WHAT TO DO:
Translate this sentence from the text below about a Supreme Court judge's security cover into Spanish: "Today, Justice Misra is the only top judge to ever use a bullet-proof ambassador car supplemented with a police escort."

TEXT SECTION:
+-------+
Why Would A Supreme Court Judge Need Security Cover?

On July 30, 2015, Justice-Misra headed the three-judge bench in a hearing when Yakub Memon, convicted in the 1993 Mumbai serial blasts, pleaded for a 14 days’ stay on his death penalty just hours before he was to be hanged. The pleas were starkly dismissed in an incomparable 2:30 am hearing and the judgment went on to become a landmark in the Indian legal history.

However, shortly after the hearing, an anonymous letter enclosed in an envelope threatening Misra of dreadful consequences was delivered at his official residence following which he was provided with a ‘Z’ security cover which remains till date.

ALSO READ: Threat letter to judge who rejected Memon’s mercy plea

A protectee under ‘Z’ category gets security cover from armed commandos of the National Security Guards (NSG) along with an escort vehicle and a pilot vehicle, each having three armed personnel, for the protection of his official vehicle.

Today, Justice Misra is the only top judge to ever use a bullet-proof ambassador car supplemented with a police escort.
+-------+
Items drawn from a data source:
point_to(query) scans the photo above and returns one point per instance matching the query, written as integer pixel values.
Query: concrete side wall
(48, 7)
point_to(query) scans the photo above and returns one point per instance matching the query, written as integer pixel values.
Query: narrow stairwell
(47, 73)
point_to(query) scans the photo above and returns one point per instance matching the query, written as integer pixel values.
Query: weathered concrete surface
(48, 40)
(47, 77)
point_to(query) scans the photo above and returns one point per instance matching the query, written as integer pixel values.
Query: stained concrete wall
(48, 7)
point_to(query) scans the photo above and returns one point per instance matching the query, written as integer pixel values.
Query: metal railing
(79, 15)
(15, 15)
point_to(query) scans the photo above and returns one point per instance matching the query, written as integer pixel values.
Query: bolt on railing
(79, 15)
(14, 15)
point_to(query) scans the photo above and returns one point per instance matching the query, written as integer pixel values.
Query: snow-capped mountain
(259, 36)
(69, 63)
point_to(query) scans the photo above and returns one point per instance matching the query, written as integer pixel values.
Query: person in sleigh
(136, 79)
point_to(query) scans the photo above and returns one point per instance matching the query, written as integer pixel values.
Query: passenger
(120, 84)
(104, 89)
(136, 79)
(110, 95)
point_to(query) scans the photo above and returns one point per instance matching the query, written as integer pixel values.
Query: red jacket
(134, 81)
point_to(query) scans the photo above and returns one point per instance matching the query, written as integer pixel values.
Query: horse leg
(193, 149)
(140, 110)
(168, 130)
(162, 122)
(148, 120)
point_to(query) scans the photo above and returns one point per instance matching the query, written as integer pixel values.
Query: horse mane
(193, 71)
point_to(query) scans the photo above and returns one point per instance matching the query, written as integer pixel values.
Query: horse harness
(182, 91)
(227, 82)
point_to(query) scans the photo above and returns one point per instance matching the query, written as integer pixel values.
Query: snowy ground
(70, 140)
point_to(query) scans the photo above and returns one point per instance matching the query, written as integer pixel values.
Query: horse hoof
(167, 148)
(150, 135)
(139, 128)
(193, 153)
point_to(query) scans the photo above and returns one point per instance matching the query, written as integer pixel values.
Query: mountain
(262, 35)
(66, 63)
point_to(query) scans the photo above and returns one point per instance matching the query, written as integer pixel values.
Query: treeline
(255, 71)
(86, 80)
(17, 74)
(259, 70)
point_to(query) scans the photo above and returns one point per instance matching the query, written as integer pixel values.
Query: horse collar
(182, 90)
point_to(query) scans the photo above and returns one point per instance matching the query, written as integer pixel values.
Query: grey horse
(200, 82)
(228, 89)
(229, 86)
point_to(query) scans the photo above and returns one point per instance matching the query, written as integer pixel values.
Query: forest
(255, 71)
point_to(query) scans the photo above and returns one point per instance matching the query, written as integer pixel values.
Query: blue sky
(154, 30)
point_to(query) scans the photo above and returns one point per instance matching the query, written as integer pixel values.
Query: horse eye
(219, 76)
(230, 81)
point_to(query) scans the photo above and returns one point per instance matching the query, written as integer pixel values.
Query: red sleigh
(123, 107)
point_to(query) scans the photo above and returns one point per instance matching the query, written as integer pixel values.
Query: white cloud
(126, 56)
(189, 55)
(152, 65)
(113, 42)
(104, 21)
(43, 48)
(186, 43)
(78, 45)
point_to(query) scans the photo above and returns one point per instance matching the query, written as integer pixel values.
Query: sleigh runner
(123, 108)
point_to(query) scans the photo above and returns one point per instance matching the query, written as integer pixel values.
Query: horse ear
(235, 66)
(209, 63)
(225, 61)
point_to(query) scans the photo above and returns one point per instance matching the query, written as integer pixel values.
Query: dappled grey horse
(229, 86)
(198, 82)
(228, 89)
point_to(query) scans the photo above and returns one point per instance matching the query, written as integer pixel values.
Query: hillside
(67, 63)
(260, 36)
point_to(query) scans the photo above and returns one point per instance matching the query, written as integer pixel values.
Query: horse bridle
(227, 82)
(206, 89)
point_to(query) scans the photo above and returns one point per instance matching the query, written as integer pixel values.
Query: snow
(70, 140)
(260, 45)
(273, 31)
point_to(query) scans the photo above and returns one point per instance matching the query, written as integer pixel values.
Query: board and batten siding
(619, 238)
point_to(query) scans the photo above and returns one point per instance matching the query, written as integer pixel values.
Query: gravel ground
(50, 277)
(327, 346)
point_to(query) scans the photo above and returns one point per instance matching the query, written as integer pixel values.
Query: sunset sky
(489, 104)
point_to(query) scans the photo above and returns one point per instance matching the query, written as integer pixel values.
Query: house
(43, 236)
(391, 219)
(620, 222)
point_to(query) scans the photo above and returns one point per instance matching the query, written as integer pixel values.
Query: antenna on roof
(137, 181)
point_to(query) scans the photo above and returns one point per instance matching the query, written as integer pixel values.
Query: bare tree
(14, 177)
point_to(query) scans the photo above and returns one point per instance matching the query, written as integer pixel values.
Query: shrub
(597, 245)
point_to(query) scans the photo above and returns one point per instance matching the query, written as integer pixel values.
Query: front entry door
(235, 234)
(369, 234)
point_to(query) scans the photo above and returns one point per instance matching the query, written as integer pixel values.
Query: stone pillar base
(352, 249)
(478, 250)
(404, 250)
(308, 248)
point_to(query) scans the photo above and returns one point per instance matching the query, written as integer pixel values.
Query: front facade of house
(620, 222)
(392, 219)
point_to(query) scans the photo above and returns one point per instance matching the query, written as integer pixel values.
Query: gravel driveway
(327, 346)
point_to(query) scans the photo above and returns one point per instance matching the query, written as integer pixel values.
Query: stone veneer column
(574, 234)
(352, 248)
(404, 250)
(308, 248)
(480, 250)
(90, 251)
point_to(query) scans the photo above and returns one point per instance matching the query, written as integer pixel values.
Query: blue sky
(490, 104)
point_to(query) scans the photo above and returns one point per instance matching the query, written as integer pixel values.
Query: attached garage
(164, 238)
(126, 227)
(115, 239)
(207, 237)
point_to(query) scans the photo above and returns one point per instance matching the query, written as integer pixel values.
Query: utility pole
+-------+
EXERCISE RESPONSE:
Hoy, el juez Misra es el único magistrado de alto rango que ha utilizado alguna vez un automóvil Ambassador a prueba de balas, complementado con una escolta policial.